* [Your assignment]:
Answer these questions from the passage about "Blade Runner":
(a) Which novel is the film based on?
(b) In what year was the director's cut released?
(c) Who directed the sequel that premiered in 2017?

Ridley Scott's visionary sci-fi noir "Blade Runner" was a modest critical and commercial success upon its 1982 release. Most critics echoed Roger Ebert's first impression, that it was visually striking but lacked a human touch, while at the box office it was dwarfed by megahits like "E.T. The Extra Terrestrial" and "Rocky III." Based on the Philip K. Dick novel "Do Androids Dream of Electric Sheep?" (with a title pulled from an unrelated sci-fi script), Scott and his collaborators invented the eternally dark, rain-soaked Los Angeles of 2019, where a former cop (Harrison Ford) is tasked with eliminating a cadre of fugitive humanoid "replicants" who have escaped from the off-planet menial labor they were designed for and found their way to Earth.

In the decades since that initial reception, the film has become a classic of '80s sci-fi, massively influential on not only generations of stylish, noir-inflected films, but video games and anime as well. The release of a 1992 director's cut that removed Ford's clunky voiceover narration and reinstated the film's more ambiguous ending improved its reputation beyond being just a cult classic. Even Ebert was finally won over, reviewing the film a third and final time in 2007 for his Great Movies series. A decades-later sequel, Denis Villeneuve's "Blade Runner 2049" premiered in 2017.

In addition to its peerless style and haunting questions on the nature of existence, "Blade Runner" has a killer cast, including future stars Daryl Hannah and Sean Young and character actor stalwarts like M. Emmet Walsh, Edward James Olmos, and William Sanderson. Many in the cast, however, are no longer with us. Let's take a look at "Blade Runner" actors that you may not realize have since passed away.

* [Data under study]:
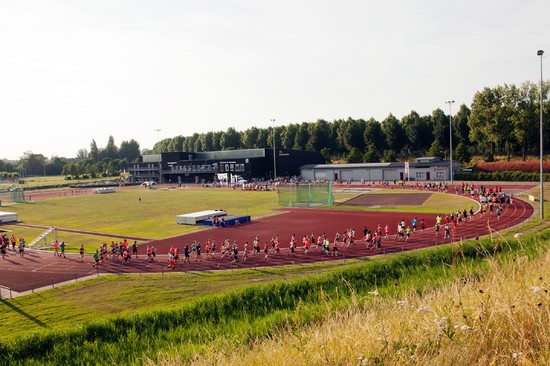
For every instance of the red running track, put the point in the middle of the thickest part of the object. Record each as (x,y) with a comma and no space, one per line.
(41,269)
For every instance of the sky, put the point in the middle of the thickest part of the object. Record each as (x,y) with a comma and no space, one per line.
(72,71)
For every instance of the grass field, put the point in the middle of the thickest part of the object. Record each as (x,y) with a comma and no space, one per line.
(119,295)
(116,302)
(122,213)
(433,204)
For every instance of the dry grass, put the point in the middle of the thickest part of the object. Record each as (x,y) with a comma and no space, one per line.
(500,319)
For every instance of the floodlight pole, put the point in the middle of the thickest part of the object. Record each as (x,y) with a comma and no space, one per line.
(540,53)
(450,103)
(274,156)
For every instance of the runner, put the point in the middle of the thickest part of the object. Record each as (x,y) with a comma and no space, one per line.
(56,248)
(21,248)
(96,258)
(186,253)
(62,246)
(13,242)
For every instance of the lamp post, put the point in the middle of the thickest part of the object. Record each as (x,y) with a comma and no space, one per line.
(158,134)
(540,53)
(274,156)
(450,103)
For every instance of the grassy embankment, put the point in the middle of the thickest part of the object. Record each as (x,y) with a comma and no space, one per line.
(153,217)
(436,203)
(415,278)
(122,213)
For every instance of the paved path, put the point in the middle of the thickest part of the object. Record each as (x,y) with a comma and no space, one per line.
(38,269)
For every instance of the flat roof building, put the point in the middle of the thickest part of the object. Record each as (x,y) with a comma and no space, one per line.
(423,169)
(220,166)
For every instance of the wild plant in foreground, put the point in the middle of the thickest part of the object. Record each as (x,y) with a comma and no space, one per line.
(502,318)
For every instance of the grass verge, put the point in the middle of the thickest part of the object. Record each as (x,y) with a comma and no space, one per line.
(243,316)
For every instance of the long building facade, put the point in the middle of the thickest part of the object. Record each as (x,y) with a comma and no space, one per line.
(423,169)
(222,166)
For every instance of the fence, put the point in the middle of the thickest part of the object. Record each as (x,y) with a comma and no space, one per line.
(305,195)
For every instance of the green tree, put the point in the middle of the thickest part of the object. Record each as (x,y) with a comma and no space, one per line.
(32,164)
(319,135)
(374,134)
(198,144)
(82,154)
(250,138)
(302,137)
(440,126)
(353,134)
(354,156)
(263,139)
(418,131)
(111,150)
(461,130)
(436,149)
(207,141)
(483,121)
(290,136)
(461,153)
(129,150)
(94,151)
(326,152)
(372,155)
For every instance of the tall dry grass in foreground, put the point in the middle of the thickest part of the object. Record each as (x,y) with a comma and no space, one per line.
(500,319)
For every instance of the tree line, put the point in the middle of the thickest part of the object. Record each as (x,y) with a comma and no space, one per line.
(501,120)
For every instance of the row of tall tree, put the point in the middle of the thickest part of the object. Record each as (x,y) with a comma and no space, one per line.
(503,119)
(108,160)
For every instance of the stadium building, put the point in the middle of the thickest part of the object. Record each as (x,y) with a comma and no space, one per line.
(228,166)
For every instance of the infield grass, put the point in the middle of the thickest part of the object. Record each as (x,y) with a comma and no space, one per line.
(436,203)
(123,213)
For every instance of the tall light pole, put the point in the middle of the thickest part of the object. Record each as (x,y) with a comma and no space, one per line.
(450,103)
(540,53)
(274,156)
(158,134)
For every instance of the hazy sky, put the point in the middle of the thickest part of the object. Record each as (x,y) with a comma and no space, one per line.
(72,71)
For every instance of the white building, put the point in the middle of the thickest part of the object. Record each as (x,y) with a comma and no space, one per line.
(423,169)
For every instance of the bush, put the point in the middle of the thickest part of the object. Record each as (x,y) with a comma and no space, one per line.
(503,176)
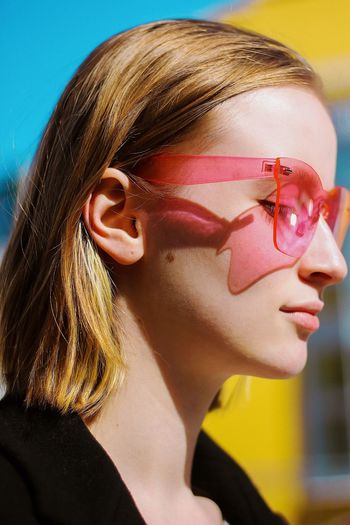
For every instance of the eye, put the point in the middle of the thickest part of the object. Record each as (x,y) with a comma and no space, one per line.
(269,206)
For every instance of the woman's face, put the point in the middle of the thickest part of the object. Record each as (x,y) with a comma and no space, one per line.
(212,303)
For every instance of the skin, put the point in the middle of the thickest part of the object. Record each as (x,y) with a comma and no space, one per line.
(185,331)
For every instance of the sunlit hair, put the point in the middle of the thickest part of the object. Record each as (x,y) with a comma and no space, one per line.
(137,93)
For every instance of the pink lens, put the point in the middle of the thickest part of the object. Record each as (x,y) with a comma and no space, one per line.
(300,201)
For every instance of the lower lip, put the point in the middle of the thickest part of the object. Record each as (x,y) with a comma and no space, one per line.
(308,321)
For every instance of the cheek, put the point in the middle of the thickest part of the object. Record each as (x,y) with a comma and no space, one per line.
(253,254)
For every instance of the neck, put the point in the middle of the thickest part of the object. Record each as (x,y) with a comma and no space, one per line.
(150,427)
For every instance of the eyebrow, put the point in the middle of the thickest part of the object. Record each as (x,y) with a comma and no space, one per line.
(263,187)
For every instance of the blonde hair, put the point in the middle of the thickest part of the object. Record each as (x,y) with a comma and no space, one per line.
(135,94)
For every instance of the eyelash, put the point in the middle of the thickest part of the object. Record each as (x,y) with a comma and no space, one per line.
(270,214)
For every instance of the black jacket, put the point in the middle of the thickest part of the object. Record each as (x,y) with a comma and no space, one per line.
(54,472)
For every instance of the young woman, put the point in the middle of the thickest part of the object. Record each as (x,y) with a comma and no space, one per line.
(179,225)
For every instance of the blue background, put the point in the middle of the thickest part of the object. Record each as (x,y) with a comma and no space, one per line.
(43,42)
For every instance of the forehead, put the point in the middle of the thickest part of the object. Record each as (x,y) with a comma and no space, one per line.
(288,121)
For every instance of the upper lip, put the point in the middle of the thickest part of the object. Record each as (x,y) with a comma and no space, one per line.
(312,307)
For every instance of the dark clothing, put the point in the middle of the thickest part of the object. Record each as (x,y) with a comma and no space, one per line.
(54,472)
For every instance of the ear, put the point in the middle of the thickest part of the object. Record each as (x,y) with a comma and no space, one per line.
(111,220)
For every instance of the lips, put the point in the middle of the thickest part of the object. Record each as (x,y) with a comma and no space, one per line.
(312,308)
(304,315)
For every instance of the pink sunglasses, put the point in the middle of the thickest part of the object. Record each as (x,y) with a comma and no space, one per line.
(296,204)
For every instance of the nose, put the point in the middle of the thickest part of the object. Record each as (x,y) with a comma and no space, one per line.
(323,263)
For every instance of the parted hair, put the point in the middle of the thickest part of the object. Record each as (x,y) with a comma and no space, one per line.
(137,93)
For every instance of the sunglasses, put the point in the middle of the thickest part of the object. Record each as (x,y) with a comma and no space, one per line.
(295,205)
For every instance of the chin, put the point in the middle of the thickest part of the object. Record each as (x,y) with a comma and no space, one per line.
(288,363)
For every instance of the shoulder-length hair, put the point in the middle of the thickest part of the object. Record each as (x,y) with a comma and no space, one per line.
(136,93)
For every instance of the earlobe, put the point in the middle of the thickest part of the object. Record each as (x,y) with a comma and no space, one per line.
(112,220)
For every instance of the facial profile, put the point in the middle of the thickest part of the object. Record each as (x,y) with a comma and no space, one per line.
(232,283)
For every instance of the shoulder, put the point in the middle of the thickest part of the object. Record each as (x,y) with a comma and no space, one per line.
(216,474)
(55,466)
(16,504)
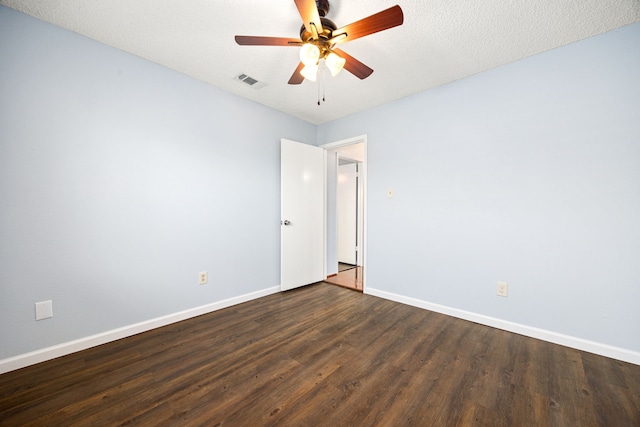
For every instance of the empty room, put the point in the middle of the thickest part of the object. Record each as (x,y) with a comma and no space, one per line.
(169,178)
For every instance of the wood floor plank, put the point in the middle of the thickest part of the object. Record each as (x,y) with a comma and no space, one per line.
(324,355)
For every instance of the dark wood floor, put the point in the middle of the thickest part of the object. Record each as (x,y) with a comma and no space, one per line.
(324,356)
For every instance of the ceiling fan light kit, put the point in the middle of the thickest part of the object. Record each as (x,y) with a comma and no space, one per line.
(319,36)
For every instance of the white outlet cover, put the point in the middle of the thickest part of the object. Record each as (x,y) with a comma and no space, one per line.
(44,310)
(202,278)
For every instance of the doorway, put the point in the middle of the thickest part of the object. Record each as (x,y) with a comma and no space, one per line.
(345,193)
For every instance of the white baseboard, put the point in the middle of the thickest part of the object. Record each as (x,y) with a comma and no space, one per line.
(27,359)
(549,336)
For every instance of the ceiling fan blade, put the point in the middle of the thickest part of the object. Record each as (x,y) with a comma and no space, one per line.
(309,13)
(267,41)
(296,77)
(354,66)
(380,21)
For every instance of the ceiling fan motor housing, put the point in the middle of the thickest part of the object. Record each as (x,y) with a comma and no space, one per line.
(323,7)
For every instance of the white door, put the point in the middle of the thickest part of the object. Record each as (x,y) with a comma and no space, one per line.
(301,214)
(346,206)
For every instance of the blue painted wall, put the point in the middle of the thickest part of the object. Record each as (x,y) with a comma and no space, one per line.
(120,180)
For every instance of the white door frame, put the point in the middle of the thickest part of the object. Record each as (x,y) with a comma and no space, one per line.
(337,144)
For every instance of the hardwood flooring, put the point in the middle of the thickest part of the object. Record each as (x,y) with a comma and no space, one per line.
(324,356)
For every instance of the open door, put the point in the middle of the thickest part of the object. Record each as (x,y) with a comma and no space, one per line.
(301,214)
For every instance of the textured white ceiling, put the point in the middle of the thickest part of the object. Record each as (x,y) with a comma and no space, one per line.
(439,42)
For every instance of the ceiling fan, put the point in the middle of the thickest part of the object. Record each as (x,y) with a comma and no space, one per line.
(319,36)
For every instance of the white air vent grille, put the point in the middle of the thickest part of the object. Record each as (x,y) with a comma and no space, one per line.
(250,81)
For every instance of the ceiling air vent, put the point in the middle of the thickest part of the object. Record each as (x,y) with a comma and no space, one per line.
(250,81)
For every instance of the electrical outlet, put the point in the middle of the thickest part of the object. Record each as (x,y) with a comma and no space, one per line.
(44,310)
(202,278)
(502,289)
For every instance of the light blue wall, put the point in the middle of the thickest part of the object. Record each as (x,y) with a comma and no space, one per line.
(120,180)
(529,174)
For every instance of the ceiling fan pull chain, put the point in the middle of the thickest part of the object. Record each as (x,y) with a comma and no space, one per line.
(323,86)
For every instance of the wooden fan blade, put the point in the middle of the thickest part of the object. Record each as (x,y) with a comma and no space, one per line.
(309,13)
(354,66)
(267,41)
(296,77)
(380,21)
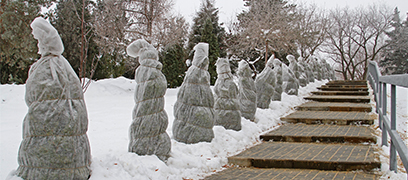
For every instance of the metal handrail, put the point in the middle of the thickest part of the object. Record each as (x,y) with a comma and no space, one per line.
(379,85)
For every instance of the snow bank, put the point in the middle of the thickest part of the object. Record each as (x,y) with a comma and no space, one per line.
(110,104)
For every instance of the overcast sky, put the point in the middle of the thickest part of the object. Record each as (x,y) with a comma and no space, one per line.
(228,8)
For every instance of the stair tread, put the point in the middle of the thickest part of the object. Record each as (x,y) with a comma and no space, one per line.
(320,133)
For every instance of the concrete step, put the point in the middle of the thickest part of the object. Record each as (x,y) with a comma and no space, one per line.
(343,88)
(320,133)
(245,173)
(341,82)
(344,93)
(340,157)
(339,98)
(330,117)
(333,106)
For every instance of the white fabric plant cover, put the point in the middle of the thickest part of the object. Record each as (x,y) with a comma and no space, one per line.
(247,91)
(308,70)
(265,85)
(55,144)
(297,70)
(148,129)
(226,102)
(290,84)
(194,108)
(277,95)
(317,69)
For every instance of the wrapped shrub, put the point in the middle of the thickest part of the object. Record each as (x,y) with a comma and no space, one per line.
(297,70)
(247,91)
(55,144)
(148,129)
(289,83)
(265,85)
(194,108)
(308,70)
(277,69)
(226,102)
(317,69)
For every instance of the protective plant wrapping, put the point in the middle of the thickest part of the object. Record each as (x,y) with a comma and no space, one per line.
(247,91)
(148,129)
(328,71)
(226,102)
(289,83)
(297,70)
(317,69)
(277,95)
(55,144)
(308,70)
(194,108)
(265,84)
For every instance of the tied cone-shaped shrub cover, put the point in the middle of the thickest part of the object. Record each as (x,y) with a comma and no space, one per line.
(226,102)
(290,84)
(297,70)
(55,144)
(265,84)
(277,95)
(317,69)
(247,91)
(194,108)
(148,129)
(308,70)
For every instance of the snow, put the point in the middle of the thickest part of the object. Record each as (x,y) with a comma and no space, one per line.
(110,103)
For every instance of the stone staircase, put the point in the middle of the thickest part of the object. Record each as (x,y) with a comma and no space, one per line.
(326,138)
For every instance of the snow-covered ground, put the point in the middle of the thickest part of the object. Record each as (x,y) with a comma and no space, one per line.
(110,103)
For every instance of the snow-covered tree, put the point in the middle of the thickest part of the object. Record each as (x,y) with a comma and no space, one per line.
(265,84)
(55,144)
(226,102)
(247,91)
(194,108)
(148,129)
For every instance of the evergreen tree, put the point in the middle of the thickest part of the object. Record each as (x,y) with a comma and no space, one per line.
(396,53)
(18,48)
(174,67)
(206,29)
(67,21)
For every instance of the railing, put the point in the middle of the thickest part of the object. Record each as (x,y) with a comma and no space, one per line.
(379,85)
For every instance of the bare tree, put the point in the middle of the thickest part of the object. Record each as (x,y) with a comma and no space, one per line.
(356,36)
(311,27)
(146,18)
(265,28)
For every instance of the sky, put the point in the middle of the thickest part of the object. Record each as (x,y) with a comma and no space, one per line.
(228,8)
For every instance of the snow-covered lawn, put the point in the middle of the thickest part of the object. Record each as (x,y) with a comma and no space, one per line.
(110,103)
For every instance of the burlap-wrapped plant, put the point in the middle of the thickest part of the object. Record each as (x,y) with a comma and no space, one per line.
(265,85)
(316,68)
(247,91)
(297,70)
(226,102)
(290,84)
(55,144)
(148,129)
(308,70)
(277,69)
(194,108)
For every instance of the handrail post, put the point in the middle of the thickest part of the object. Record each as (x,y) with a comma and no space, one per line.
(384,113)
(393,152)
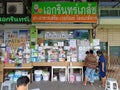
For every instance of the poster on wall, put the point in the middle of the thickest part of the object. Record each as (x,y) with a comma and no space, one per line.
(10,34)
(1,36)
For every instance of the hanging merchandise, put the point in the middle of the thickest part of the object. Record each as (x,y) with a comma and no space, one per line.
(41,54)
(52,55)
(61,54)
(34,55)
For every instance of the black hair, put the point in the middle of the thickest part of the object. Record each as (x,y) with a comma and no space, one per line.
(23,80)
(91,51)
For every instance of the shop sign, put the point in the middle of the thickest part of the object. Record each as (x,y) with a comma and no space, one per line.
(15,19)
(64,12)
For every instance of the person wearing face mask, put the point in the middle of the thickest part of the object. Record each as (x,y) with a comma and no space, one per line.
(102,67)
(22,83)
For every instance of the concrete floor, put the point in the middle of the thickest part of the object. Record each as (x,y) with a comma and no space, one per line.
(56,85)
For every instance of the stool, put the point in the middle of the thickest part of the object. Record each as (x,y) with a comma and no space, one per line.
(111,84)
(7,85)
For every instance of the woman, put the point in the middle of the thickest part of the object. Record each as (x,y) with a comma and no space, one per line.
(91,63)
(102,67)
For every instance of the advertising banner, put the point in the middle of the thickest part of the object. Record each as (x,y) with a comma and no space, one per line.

* [Task solution]:
(a) Philip K. Dick's "Do Androids Dream of Electric Sheep?"
(b) 1992
(c) Denis Villeneuve